_Requirement_
Arrange the entries as a JSON list of strings, one string per line and no blank lines. Begin with the line containing "hair shown in this photo?" and go on through the last line of the entries.

_Data excerpts_
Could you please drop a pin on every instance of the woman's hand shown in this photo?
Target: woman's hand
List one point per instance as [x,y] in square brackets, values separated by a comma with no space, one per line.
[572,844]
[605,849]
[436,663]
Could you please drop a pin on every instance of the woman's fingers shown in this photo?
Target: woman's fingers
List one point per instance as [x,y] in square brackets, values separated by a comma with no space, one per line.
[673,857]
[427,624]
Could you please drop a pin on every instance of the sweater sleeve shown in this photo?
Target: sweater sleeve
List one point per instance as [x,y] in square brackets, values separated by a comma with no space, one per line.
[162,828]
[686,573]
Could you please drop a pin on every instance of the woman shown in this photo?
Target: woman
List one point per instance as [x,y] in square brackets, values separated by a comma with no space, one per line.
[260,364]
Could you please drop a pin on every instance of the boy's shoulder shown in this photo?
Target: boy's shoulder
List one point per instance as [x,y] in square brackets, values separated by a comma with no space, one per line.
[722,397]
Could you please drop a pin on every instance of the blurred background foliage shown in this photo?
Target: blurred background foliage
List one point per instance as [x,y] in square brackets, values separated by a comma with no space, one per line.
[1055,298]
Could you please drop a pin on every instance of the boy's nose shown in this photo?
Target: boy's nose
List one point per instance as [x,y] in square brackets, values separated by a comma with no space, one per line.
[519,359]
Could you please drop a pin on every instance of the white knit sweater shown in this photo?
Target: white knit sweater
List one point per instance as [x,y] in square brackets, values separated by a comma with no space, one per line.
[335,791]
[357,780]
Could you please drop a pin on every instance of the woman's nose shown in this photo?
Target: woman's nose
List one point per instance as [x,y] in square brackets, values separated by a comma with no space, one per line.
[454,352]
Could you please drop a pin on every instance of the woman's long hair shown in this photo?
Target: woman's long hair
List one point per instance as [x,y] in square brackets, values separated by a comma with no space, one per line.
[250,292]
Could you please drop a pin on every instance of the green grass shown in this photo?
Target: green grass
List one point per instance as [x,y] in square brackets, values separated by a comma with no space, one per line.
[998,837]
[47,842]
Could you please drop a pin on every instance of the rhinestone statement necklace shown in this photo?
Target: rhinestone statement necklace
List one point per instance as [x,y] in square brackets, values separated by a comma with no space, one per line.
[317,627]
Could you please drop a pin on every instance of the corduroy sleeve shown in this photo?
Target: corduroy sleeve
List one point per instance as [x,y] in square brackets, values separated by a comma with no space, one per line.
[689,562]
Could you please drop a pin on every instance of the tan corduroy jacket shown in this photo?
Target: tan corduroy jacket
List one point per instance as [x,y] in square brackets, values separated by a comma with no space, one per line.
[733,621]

_Result of the exercise_
[
  "Could you please drop a pin on every instance of the woman's long hair shown in this photo?",
  "Target: woman's long hair",
  "List one point per instance as [x,y] in square brackets, values separated by a comma with no space, one per line.",
  "[250,292]",
  "Could you please drop a pin on every instance of the green grass shown in this photo?",
  "Target: green grass",
  "List one point per instance as [x,y] in square brackets, values separated by a comma with no space, one per line.",
  "[998,837]",
  "[47,842]",
  "Could you please drop a pin on every instance of the rhinestone statement necklace shown in this photo?",
  "Target: rhinestone statement necklace",
  "List one point per instance as [x,y] in square brackets, values separated by a comma with no space, one per line.",
  "[317,627]",
  "Could you please drop a pin on every instance of the corduroy sleeve shown in this photo?",
  "Target: corduroy sleeve",
  "List one point per instance as [x,y] in square brackets, values separated by a comma with no space, one per line.",
  "[689,562]",
  "Could you please drop a pin on every instance of the tan corduroy jacket shown in this photo?",
  "Target: tan corduroy jacket",
  "List one point per instance as [x,y] in square brackets, values separated by a comma with no space, one per line.",
  "[733,621]"
]